> Текст для чтения:
На мой взгляд, оно очень подходит и к Иосифу Бродскому, о котором уже написано множество книг и диссертаций, монографии, воспоминания, эссе. Их авторы — собраты-поэты, поэты-соперники, критики, геологи, священники, музыканты, художники — пишут о человеке, каким они его знали. Книг — сотни, а знакомых у Бродского были, наверное, тысячи. И я бы хотела, чтобы все эти тысячи оставили каждый свое свидетельство, процитировали его слова, рассказали о его вкусах и пристрастиях — мне никогда не скучно и не надоедает читать про него! Конечно, всякий раз это будут совсем разные ракурсы, которые дадут искаженное отражение. Ну и что? В знаменитой притче про слона и слепцов каждый описал какую-то часть и счел ее за целое. И хотя мы знаем, что слон — это не толстая веревка и не большой лист, но и эти свидетельства тоже его как-то характеризуют. Да, ни один не охватил полноты объекта, но ведь некую часть картины все-таки отразил, встроил что-то в нее, внес свой кирпичик, которого недоставало. Этот мозаичный подход механистичен и плох, как и всякий иной. А с другой стороны, именно фасеточное зрение обеспечивает стрекозе невероятную зоркость глаза!

Мой кирпичик рассказывает о человеке, который в течение десяти лет, вплоть до самой эмиграции, читал в нашем доме свои новые стихи. Весь его «барочный», как квалифицируют литературоведы, период: 1962–1972 годы.

Как известно, кошке не возбраняется смотреть на короля. Вот я и смотрела. Была внимательна к деталям, обладала цепкой памятью, бережно хранила письма и фотографии, была молчаливым свидетелем той части его жизни, в которую он считал нужным меня посвящать.

> Фрагменты записей:
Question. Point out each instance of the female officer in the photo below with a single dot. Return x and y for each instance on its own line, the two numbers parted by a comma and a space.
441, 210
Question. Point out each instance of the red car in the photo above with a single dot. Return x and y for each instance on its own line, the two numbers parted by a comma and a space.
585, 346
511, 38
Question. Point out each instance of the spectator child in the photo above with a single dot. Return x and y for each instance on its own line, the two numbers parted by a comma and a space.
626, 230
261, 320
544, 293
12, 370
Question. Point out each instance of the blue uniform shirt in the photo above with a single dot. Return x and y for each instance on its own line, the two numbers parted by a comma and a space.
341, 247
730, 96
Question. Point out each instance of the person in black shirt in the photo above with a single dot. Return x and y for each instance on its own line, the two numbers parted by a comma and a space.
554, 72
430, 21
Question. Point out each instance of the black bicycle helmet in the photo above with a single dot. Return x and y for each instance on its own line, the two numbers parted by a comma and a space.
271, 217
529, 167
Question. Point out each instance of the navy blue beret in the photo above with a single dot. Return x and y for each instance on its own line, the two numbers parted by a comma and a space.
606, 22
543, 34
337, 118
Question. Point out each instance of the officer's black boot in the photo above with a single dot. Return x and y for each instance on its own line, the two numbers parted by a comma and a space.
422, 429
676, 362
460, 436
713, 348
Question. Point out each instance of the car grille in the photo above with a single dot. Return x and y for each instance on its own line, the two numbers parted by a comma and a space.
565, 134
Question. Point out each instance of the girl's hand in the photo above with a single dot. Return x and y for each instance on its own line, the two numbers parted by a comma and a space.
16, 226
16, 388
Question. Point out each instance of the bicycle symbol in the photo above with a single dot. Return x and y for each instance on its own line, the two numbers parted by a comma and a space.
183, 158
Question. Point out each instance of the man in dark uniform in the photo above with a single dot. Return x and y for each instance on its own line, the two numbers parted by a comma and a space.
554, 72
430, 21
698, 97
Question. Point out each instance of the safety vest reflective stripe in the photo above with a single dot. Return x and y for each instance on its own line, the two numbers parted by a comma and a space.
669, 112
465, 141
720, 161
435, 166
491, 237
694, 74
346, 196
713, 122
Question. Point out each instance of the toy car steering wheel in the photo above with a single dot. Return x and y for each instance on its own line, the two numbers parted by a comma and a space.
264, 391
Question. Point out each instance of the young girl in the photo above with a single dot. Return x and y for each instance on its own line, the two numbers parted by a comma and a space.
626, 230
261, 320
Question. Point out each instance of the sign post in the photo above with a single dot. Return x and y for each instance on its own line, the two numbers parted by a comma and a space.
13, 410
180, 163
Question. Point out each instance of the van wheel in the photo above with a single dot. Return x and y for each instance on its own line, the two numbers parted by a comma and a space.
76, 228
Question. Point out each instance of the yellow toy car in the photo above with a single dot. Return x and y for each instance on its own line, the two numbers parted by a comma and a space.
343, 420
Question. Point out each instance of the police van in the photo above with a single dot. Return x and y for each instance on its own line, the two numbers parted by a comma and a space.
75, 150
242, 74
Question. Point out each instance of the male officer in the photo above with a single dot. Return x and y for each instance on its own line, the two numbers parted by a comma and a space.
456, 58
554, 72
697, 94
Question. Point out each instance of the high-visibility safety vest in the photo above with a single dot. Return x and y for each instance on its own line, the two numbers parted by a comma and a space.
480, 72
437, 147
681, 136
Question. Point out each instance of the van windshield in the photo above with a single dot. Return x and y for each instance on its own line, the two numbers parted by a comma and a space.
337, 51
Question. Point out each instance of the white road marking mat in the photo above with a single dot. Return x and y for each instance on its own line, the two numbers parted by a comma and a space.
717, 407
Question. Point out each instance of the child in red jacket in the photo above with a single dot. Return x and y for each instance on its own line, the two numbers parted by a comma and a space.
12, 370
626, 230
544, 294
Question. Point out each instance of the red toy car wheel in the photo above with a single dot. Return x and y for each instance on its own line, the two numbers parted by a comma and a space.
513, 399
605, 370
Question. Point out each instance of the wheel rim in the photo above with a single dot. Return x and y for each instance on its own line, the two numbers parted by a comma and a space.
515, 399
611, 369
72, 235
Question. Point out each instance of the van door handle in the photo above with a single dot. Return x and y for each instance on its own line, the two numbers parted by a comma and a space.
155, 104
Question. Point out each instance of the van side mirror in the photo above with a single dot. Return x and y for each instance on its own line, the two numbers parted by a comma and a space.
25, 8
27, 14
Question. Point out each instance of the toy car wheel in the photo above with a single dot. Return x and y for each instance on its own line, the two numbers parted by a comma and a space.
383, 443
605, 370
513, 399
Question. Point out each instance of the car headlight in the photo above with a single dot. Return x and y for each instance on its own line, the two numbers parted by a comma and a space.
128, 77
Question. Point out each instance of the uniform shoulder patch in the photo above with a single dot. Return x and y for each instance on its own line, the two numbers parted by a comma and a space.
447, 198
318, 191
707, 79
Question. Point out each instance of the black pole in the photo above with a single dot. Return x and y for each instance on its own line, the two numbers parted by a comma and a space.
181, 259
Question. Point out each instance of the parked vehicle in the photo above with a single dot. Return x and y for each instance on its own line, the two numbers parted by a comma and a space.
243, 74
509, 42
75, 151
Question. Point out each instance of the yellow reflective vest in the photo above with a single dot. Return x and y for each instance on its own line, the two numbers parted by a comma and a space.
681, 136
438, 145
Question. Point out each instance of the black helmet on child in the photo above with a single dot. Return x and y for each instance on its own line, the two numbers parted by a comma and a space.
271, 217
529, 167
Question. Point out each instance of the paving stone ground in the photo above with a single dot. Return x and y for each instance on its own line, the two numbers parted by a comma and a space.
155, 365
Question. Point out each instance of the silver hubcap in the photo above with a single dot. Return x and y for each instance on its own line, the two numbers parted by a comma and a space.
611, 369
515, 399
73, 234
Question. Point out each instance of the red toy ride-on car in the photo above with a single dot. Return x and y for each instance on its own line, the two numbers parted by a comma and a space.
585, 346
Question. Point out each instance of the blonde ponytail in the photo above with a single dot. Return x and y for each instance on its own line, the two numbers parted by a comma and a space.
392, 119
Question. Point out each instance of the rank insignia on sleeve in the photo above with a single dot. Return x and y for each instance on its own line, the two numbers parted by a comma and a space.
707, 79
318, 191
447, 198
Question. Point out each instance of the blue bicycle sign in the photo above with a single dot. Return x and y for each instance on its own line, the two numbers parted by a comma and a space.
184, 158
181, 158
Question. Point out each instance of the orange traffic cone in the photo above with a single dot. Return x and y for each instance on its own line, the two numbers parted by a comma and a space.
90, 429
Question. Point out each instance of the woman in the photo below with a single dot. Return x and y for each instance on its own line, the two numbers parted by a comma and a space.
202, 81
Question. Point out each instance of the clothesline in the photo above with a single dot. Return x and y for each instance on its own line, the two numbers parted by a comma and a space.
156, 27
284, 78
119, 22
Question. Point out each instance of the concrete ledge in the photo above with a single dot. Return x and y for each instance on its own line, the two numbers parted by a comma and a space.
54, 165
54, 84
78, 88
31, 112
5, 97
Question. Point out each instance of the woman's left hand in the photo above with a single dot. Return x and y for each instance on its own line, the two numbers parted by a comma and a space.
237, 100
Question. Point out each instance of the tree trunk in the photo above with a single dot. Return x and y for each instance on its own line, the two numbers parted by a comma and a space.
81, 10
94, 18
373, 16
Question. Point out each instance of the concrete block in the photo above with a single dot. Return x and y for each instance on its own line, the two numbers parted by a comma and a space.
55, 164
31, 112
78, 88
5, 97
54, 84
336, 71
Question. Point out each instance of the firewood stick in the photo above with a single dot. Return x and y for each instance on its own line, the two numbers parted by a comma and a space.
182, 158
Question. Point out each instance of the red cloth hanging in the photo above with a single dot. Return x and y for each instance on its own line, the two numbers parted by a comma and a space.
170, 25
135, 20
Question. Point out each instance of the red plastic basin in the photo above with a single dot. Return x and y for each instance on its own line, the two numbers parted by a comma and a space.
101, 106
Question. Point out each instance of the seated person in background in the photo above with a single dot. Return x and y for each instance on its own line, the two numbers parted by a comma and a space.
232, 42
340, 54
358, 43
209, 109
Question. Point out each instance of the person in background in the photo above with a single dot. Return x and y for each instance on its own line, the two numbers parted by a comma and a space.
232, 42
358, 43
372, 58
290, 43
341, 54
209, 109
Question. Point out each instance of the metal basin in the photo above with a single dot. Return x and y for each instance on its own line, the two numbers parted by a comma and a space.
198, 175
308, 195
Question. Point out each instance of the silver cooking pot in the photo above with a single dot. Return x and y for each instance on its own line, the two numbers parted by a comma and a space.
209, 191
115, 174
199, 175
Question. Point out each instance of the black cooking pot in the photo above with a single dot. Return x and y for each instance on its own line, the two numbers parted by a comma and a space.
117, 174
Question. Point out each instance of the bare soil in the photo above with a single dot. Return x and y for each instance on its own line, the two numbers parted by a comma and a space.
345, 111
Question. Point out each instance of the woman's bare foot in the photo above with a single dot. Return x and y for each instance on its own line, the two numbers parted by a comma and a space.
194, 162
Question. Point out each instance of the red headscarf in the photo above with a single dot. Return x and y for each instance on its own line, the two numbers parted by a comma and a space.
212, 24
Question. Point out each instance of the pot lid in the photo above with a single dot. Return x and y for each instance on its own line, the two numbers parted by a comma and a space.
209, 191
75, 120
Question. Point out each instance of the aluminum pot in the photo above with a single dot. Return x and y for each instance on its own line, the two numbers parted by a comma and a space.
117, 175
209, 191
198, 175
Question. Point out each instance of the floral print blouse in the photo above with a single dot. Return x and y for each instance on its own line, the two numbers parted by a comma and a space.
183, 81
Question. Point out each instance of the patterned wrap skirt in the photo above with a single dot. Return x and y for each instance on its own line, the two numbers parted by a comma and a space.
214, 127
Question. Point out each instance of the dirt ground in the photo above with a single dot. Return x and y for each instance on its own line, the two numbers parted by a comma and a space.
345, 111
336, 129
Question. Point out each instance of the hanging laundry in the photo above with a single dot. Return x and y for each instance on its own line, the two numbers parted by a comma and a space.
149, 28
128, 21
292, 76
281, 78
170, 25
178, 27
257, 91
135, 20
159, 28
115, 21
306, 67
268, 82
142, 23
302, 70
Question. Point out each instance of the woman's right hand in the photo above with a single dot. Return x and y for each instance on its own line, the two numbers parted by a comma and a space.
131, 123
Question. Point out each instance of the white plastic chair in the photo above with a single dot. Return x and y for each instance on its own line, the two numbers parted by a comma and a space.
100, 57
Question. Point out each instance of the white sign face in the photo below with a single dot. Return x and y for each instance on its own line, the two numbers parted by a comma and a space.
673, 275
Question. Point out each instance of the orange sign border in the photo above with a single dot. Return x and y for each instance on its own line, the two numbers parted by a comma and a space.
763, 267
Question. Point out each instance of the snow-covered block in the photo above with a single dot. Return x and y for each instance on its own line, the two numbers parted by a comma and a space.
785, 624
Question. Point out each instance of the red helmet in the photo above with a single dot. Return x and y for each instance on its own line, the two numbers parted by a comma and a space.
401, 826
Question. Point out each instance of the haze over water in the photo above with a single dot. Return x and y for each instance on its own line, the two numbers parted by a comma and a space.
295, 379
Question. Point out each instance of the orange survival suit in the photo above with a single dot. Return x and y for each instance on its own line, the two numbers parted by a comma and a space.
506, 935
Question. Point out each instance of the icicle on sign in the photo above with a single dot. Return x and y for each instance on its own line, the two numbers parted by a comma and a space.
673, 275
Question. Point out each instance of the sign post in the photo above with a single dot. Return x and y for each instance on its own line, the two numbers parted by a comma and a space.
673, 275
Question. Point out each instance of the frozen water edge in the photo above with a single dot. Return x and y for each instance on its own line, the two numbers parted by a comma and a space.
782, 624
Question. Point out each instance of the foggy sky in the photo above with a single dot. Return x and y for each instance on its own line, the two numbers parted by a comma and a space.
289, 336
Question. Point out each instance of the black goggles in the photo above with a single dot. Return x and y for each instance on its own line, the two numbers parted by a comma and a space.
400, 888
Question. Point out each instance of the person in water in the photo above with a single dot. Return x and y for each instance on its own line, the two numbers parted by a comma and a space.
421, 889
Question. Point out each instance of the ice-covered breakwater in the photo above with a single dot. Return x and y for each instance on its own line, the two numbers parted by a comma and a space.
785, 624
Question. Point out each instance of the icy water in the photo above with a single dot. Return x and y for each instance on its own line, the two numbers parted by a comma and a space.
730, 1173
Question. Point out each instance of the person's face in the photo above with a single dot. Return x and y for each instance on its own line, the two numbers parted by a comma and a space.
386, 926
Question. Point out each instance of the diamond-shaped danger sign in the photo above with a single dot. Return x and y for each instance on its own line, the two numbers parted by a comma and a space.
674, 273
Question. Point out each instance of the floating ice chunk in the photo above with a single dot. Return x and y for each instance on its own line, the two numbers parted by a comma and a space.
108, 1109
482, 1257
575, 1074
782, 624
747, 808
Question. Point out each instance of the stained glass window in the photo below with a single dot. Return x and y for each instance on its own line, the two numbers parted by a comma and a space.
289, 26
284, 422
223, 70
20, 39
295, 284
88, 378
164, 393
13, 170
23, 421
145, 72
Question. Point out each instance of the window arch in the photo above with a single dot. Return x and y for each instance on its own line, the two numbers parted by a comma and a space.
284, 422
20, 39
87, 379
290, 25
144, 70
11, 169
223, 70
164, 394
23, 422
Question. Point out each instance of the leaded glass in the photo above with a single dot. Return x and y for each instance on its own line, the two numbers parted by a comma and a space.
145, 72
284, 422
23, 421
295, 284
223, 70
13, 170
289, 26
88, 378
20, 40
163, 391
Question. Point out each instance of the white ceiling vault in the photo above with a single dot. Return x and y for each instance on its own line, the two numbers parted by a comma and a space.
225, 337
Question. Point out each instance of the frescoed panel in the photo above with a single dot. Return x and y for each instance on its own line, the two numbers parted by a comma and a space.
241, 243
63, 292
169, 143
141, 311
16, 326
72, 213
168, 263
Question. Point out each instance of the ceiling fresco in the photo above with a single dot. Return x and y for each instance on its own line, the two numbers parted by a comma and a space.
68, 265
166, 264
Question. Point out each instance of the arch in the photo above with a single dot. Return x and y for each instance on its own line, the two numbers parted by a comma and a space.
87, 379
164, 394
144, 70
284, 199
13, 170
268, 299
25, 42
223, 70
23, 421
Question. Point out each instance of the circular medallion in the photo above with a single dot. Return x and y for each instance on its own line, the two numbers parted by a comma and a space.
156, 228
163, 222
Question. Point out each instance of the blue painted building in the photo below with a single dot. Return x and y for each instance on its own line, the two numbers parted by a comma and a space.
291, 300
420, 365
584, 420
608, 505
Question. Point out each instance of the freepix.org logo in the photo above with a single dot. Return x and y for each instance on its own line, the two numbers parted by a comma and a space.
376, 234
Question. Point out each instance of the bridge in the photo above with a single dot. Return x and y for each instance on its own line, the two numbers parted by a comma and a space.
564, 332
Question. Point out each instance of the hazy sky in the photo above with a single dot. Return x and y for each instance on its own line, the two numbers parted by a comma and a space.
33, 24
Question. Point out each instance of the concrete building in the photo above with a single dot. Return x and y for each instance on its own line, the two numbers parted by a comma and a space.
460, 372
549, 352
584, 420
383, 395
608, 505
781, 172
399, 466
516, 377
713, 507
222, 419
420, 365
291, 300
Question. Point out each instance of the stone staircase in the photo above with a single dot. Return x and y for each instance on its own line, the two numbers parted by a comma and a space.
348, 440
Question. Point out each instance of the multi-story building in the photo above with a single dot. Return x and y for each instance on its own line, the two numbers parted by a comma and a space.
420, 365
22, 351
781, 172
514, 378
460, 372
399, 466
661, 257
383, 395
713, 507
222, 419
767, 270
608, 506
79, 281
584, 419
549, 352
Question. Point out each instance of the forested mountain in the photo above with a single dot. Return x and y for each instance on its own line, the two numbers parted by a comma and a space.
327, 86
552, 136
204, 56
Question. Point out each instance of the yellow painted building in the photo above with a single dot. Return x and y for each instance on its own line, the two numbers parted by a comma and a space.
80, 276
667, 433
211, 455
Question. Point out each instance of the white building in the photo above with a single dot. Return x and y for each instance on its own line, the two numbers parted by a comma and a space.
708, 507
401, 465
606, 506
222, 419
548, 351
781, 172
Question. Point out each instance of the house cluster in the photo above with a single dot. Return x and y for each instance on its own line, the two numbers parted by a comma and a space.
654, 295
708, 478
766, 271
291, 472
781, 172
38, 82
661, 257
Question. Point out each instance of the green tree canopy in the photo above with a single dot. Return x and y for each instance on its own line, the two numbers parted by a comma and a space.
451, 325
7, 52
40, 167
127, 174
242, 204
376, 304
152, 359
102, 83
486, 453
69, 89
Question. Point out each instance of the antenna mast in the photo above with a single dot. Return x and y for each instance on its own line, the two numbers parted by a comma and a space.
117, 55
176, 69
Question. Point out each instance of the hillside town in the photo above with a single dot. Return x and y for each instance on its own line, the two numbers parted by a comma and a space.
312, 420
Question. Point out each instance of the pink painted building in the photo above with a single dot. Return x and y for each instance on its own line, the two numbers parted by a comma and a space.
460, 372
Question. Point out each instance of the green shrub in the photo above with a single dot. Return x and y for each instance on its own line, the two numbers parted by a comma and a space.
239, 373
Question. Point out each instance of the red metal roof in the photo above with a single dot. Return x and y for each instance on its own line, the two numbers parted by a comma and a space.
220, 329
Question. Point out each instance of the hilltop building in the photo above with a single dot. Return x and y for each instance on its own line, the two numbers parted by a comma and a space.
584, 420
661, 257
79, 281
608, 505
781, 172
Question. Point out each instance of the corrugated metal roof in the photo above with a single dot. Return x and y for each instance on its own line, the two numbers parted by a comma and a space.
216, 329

> Поставленное задание: Дословно перепишите фрагмент текста об Иосифе Бродском, начиная со слов «Как известно, кошке» и до слов «нужным меня посвящать.» включительно.

> Письменный ответ:
Как известно, кошке не возбраняется смотреть на короля. Вот я и смотрела. Была внимательна к деталям, обладала цепкой памятью, бережно хранила письма и фотографии, была молчаливым свидетелем той части его жизни, в которую он считал нужным меня посвящать.